### EXCERPTED TEXT
-------

HAPPY NEW YEAR!!! Now, what does that mean for the Orange County Real Estate?
First, let us look back at what happened in 2020 in terms of the inventory, demand, luxury properties and the Expected Market Time.
After starting the year with very few available homes to purchase, the inventory only grew slightly, plunging to unbelievably low levels during the second half of the year.
COVID-19 suppressed the inventory in Orange County. Many homeowners simply did not want to place their homes on the market amid a pandemic. From March through June, there were 4,655 fewer home placed on the market compared to the five-year average, 29% less. The Coronavirus lost its grip on preventing homes from coming on the market from July through November. In those five months, there were 1,694 additional homes that came on the market compared to the five-year average, an extra 11%. Nonetheless, from January through November, there were still 3,150 overall missing FOR-SALE signs, 8% fewer than the five-year average.
With fewer homes coming on the market during the first half of the year and soaring demand (prior 30-days of new escrows), the active listing inventory dropped from the end of May through year’s end, shedding 2,369 homes, or 47%. It dropped below 4,000 homes in October for the first time since February 2018, and then dropped below 3,161, the lowest level since tracking began in 2004, which occurred on January 1, 2013. But it did not stop there. In the past two-weeks, the inventory plunged an additional 477 homes, or 15%, its largest drop of the year. Today it sits at 2,675 homes, an unprecedented, low level of homes to start 2021. There were 51% more homes on the market last year at this time, an additional 1,374 homes.

-------

### COLLECTED DATA
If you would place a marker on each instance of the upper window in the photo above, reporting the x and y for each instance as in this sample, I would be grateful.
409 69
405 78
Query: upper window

-------

### CHECK YOUR UNDERSTANDING
a – Which four aspects of 2020 does the Orange County real estate text say it will look back at? List them all.
b – Continue the Orange County real estate text from its last sentence.

### ANSWERS FOR THE EXERCISE
a –
- Inventory
- Demand
- Luxury properties
- Expected Market Time

b –
The “supply problem” that everybody talks about is actually due to heightened demand fueled by historically low mortgage rates. The number of available homes to purchase is at record low levels because demand is at its highest level since 2012. Just about everything that comes on the market has made its way into escrow, eating away at the active inventory. That will be the continued storyline for 2021.
Initially, COVID-19 impacted demand substantially, but record low mortgage rates saved the day and demand soared.
At the beginning of the year, demand for Orange County homes (the number of pending sales over the prior month) followed a normal strong housing pattern. It looked as if the 2020 housing market was poised to be one of the hottest in years. That all changed in March when the Coronavirus pandemic slammed the entire economy and buyer activity slipped to levels last seen at the beginning of the Great Recession. The shock factor of the virus stopped the Spring Market momentum in its tracks. Open houses were halted. Homes were pulled off the market. Life was turned upside down and a stay-at-home order confined everyone to their homes except for “essential workers.”
The impact on demand was catastrophic, dropping to 1,080 by mid-April. That was a 60% drop, or 1,630 fewer pending sales, compared to mid-April 2019. It was the lowest level since January 2008. Initially during the lockdown there were no showings or open houses allowed. That changed at the end of March when real estate was reclassified as an “essential service”. Yet, even with low a low mortgage rate environment, there was not a lot of appetite for buyers to purchase in April.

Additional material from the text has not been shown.